● WORK ORDER
Reproduce the herb falafel recipe below in full, word for word.

● SOURCE EXTRACT
►
Advertisement

Herb falafels with smashed cucumber salad

25

  • Prep Time20 mins
  • Total Time40 mins
  • Makes4 servings
Herb falafels with smashed cucumber salad

Photo, Roberto Caruso.

Chatelaine Triple Tested

Did you know? The majority of a cucumber's nutrients are found in the skin! (So leave the vegetable peeler alone tonight.)

Ingredients

  • 6 mini cucumbers

  • 1 1/2 tsp salt, divided

  • 1 540-mL can no-salt-added chickpeas, drained and rinsed

  • 1 egg, beaten

  • 1 onion, finely chopped

  • 1 1/2 cups finely chopped parsley

  • 1 cup chopped dill

  • 1/4 cup all-purpose flour

  • 1 1/2 tsp garlic powder

  • 1 tsp ground cumin

  • 1 tsp ground coriander

  • 1/2 tsp baking powder

  • 3 1/2 tsp olive oil, divided

  • 2 tbsp white wine vinegar

  • 1 tsp Dijon mustard

  • 1/4 tsp za'atar, divided

  • 4 cups packed baby spinach

  • 1/4 cup crumbled feta

Instructions

  • Smash cucumbers with a rolling pin or bottom of a small pot, then cut into 1-in. pieces. Place in a strainer and toss with 1/2 tsp salt. Let stand to drain off any liquid, about 30 min.

  • Mash chickpeas with a potato masher in a large bowl until crumbly. Stir in egg, onion, herbs, flour, seasonings, baking powder and remaining 1 tsp salt until well mixed.
◄
● DATASET EXTRACT
►
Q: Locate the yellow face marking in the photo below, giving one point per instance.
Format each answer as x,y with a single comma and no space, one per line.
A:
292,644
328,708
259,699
◄
►
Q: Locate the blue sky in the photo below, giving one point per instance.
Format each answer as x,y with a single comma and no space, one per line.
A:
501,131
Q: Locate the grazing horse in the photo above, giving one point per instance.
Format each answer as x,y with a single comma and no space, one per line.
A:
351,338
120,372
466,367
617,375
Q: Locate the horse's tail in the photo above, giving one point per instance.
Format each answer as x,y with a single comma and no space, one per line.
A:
◄
● OUTPUT FOR THIS TASK
Advertisement

Herb falafels with smashed cucumber salad

25

  • Prep Time20 mins
  • Total Time40 mins
  • Makes4 servings
Herb falafels with smashed cucumber salad

Photo, Roberto Caruso.

Chatelaine Triple Tested

Did you know? The majority of a cucumber's nutrients are found in the skin! (So leave the vegetable peeler alone tonight.)

Ingredients

  • 6 mini cucumbers

  • 1 1/2 tsp salt, divided

  • 1 540-mL can no-salt-added chickpeas, drained and rinsed

  • 1 egg, beaten

  • 1 onion, finely chopped

  • 1 1/2 cups finely chopped parsley

  • 1 cup chopped dill

  • 1/4 cup all-purpose flour

  • 1 1/2 tsp garlic powder

  • 1 tsp ground cumin

  • 1 tsp ground coriander

  • 1/2 tsp baking powder

  • 3 1/2 tsp olive oil, divided

  • 2 tbsp white wine vinegar

  • 1 tsp Dijon mustard

  • 1/4 tsp za'atar, divided

  • 4 cups packed baby spinach

  • 1/4 cup crumbled feta

Instructions

  • Smash cucumbers with a rolling pin or bottom of a small pot, then cut into 1-in. pieces. Place in a strainer and toss with 1/2 tsp salt. Let stand to drain off any liquid, about 30 min.

  • Mash chickpeas with a potato masher in a large bowl until crumbly. Stir in egg, onion, herbs, flour, seasonings, baking powder and remaining 1 tsp salt until well mixed.